*WRITTEN INSTRUCTION*:
How many lines in the items below contain the string "mexican"? Case counts, so match capital and lowercase letters exactly, and give only the number.

*MATERIAL SHOWN*:

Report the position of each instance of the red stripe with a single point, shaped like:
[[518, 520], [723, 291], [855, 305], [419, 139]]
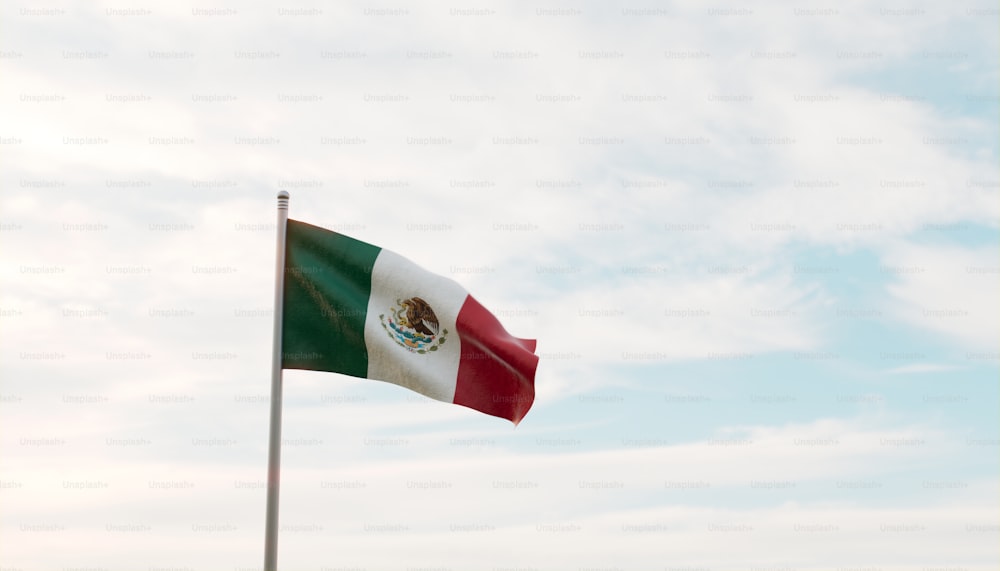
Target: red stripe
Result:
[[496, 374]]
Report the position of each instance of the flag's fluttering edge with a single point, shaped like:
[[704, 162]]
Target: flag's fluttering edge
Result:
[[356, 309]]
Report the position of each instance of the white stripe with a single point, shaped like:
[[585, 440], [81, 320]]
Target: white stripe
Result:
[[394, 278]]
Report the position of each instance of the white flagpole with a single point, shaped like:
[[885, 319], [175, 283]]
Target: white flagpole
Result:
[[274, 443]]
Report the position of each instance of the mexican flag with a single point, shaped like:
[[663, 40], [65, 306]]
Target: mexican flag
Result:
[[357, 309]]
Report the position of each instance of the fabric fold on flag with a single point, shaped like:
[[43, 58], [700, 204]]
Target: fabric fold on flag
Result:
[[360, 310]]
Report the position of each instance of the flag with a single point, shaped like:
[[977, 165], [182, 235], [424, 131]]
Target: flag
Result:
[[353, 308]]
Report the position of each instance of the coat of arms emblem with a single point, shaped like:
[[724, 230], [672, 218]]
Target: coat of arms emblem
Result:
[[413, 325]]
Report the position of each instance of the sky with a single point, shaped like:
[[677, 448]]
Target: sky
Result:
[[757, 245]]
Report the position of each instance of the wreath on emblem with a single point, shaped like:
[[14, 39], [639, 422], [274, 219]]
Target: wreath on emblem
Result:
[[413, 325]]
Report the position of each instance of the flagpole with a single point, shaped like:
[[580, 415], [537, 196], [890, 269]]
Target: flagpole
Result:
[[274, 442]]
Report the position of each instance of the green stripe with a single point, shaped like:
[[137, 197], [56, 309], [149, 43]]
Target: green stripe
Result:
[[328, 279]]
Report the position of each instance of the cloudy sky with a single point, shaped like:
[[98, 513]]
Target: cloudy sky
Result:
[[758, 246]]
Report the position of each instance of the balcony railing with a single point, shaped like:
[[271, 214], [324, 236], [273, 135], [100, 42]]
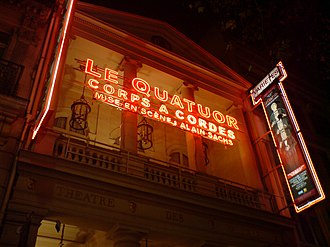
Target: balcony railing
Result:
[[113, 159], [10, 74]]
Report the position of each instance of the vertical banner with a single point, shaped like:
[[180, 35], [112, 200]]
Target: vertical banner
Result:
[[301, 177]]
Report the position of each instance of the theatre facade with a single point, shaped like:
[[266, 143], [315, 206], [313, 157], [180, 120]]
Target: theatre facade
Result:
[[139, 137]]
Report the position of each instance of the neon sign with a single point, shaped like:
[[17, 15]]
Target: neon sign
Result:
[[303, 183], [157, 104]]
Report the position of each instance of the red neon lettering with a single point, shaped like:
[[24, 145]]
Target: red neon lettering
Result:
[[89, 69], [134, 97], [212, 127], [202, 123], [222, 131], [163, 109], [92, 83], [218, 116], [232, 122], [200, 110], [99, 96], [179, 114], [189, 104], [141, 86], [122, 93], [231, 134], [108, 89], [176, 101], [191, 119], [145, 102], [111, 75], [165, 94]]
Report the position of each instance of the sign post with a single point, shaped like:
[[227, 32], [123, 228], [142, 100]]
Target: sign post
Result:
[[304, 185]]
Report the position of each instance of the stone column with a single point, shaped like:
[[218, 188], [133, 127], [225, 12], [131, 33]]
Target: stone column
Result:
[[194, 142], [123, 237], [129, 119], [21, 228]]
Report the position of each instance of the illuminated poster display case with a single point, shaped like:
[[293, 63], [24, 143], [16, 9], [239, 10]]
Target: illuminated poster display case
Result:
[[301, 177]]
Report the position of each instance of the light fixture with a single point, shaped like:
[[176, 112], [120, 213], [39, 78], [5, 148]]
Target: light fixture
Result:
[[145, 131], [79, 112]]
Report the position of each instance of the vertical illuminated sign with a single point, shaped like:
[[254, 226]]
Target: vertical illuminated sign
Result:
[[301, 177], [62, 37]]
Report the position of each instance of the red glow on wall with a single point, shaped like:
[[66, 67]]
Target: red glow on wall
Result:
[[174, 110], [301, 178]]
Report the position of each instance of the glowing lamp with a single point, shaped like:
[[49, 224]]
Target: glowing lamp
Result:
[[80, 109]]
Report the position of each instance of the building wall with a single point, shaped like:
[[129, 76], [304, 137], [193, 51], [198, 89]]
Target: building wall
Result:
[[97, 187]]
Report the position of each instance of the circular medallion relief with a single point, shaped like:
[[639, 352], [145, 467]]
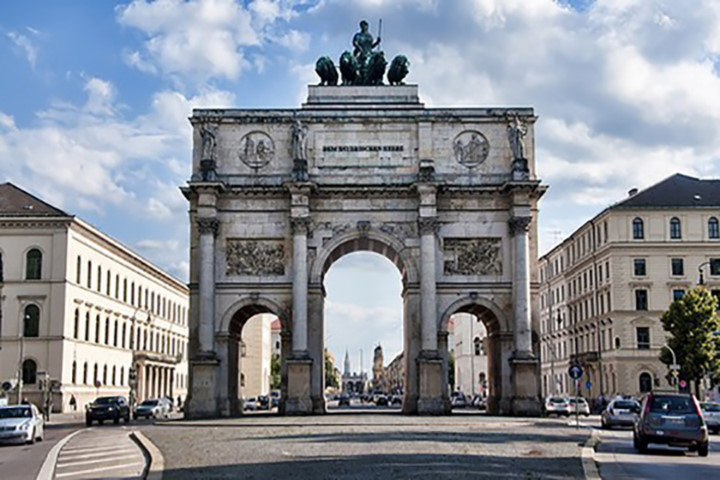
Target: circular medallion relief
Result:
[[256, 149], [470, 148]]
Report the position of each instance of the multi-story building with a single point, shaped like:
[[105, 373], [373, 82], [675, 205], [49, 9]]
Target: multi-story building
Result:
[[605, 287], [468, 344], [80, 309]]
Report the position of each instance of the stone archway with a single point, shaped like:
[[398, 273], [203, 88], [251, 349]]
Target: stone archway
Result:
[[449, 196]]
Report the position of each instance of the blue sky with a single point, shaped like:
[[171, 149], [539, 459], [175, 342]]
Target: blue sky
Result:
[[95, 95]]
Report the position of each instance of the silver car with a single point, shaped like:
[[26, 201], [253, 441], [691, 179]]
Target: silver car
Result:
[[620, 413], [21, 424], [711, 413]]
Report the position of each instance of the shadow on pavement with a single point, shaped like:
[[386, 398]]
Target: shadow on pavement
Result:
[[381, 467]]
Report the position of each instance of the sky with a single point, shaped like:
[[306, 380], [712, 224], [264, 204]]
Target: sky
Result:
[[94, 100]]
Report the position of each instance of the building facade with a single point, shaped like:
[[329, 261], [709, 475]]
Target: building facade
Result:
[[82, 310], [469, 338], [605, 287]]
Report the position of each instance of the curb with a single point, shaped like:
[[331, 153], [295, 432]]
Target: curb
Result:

...

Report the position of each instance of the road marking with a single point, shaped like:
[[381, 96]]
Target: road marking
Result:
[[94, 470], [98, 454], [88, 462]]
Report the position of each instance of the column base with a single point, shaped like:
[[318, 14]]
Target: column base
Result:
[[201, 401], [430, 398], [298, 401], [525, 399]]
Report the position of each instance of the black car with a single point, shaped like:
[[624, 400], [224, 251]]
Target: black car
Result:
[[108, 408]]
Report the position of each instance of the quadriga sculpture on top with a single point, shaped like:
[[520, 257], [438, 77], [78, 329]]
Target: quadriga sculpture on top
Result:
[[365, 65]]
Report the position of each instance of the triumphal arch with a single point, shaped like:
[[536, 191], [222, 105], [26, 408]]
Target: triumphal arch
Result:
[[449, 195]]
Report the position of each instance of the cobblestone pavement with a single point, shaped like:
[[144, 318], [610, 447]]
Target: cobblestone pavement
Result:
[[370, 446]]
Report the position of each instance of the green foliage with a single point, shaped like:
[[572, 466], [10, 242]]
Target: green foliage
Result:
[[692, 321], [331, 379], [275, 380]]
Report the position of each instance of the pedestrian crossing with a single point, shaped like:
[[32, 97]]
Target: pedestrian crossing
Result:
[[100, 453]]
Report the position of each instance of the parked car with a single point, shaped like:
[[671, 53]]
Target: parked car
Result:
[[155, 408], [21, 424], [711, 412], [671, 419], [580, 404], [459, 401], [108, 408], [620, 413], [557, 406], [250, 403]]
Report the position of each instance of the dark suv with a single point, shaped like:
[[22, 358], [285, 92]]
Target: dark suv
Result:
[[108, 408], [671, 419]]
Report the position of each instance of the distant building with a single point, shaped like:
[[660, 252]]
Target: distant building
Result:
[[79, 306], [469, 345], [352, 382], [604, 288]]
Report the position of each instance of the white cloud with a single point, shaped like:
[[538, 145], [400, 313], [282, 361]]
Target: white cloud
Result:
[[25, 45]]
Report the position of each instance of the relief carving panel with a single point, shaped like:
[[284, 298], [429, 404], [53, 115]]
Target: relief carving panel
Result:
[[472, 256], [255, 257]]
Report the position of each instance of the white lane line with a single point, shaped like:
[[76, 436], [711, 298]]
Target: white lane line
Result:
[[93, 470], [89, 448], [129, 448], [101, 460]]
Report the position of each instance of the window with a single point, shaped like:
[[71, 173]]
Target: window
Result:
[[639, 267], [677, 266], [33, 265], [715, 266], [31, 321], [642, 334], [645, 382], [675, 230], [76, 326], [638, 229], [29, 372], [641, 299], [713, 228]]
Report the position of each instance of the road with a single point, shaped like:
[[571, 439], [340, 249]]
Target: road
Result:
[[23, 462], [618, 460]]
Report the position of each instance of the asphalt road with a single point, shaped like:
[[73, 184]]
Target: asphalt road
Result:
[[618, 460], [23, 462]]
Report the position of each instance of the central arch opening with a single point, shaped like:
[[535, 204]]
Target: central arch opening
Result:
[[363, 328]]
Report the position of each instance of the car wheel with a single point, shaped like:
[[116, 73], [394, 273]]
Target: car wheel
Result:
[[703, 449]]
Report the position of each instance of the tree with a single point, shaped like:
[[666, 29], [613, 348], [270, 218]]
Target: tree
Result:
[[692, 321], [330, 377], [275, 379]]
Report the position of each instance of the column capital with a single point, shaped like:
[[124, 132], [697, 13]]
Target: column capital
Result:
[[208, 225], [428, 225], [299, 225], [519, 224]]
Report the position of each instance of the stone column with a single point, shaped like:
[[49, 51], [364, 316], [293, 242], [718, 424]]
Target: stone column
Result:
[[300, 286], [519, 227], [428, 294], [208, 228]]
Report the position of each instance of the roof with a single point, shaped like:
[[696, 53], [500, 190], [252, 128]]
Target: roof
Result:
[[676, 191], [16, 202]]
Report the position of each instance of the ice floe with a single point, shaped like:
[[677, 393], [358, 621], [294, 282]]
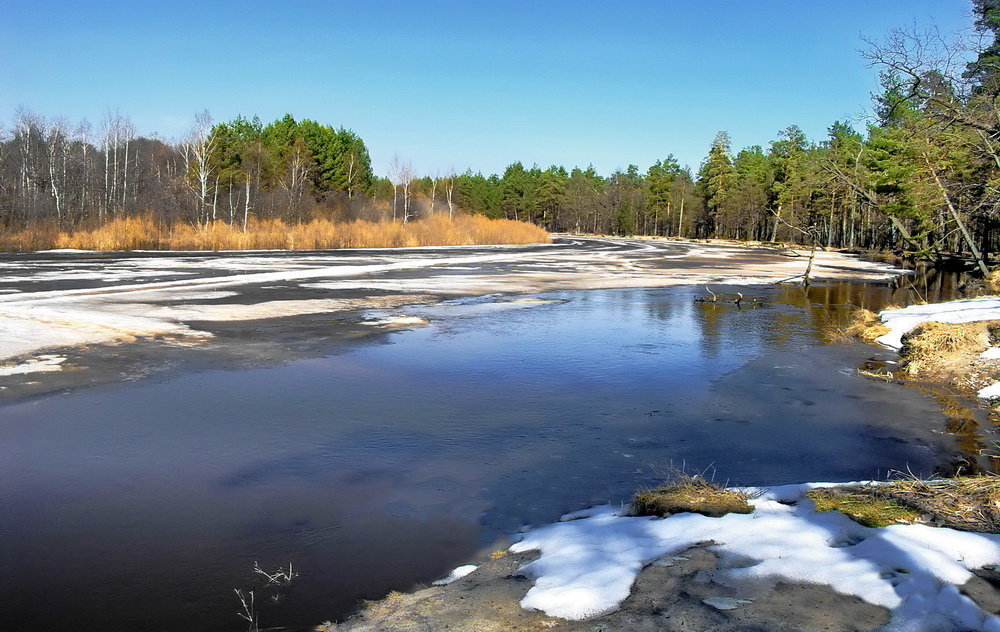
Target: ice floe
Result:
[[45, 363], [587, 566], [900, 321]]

...

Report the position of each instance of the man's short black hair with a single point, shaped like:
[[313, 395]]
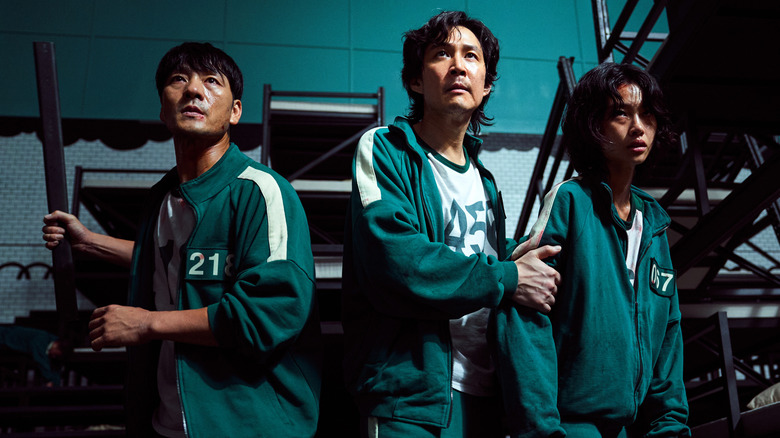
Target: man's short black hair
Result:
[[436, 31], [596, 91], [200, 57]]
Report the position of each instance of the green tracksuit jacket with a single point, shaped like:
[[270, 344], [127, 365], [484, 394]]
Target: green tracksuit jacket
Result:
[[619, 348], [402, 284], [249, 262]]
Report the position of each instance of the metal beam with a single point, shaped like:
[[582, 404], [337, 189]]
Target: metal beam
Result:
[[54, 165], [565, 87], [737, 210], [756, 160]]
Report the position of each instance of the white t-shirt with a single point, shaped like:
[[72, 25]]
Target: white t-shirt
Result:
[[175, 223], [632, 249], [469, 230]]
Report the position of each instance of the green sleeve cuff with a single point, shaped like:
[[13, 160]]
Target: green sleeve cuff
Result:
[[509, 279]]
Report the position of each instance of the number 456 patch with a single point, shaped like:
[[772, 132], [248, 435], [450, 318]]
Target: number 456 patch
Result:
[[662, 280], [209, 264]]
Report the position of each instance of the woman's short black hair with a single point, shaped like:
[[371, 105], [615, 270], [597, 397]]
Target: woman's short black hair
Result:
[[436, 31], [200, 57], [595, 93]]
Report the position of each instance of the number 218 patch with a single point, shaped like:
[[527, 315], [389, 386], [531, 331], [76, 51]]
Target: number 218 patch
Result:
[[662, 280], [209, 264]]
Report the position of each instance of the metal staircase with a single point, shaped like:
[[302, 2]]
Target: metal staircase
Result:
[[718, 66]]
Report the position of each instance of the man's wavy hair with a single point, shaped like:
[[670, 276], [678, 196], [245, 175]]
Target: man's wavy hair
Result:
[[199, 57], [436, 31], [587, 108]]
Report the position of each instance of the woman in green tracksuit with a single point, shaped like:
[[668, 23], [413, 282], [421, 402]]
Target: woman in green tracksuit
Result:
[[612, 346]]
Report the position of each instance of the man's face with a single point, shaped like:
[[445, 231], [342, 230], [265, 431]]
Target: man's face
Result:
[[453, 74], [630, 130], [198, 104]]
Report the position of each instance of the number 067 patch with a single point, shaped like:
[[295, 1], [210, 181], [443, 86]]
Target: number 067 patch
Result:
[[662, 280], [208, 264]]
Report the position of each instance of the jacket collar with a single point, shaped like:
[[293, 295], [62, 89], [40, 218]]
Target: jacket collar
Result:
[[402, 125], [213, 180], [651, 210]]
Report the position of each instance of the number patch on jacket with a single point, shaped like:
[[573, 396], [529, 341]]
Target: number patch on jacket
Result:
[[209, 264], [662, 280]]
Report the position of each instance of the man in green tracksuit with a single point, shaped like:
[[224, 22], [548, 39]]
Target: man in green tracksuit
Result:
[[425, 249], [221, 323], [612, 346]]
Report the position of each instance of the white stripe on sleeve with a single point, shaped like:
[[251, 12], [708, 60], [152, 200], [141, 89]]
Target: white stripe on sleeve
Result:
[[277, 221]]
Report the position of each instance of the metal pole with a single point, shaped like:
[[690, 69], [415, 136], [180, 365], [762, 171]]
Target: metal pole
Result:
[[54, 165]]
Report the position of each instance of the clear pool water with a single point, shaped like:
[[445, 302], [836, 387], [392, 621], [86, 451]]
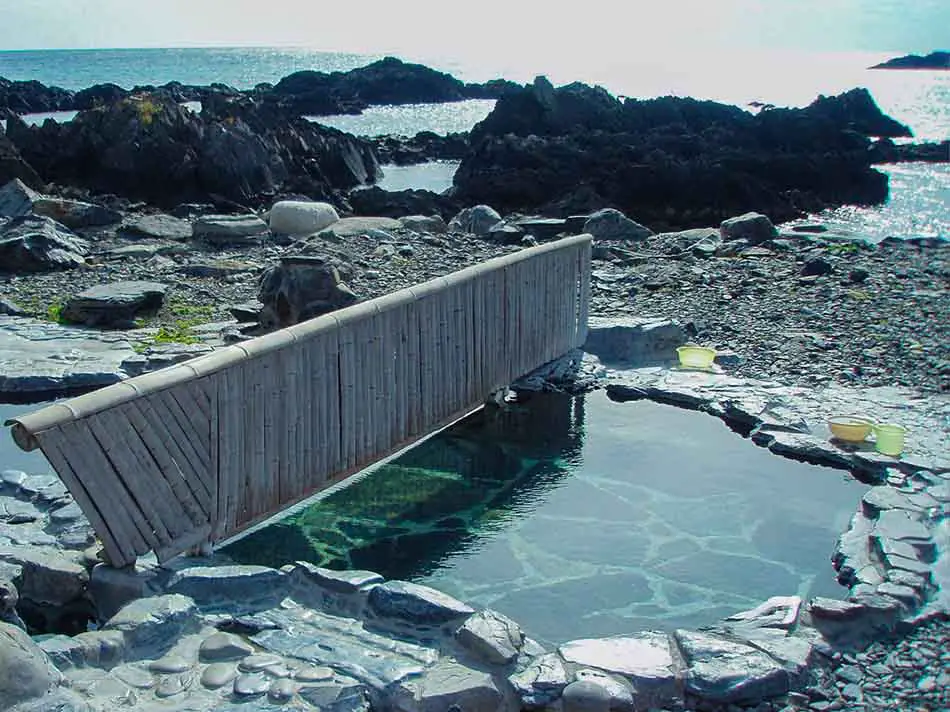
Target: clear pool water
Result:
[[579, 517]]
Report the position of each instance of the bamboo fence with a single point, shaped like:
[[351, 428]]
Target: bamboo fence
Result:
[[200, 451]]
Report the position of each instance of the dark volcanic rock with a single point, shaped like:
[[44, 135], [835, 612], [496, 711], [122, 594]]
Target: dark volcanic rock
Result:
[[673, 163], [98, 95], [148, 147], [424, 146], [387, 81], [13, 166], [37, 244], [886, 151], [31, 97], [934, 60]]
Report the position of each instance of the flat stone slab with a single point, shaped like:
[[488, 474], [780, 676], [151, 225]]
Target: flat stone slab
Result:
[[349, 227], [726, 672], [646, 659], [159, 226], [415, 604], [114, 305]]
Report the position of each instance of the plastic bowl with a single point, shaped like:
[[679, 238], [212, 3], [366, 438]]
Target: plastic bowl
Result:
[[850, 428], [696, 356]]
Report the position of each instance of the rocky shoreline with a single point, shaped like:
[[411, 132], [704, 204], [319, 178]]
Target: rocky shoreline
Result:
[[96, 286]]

*WORKED SOLUTION*:
2